Duplicate each of the following records verbatim.

□ □ □ □ □ □ □

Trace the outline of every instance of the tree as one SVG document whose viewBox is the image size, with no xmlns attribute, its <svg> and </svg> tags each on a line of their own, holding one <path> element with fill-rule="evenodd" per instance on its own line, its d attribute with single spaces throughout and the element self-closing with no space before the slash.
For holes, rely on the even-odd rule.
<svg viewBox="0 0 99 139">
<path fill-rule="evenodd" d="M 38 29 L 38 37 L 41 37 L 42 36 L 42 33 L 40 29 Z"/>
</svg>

□ □ □ □ □ □ □

- [Exercise output]:
Trace the outline of every instance of the tree as one SVG document whose viewBox is the image size, with no xmlns attribute, its <svg> and </svg> tags each on a line of their own, holding one <path> element with fill-rule="evenodd" per instance on its own line, its d attribute with single spaces throughout and the element self-closing with no space before the slash.
For holes, rely on the even-odd rule.
<svg viewBox="0 0 99 139">
<path fill-rule="evenodd" d="M 38 29 L 38 37 L 41 37 L 42 36 L 42 33 L 40 29 Z"/>
</svg>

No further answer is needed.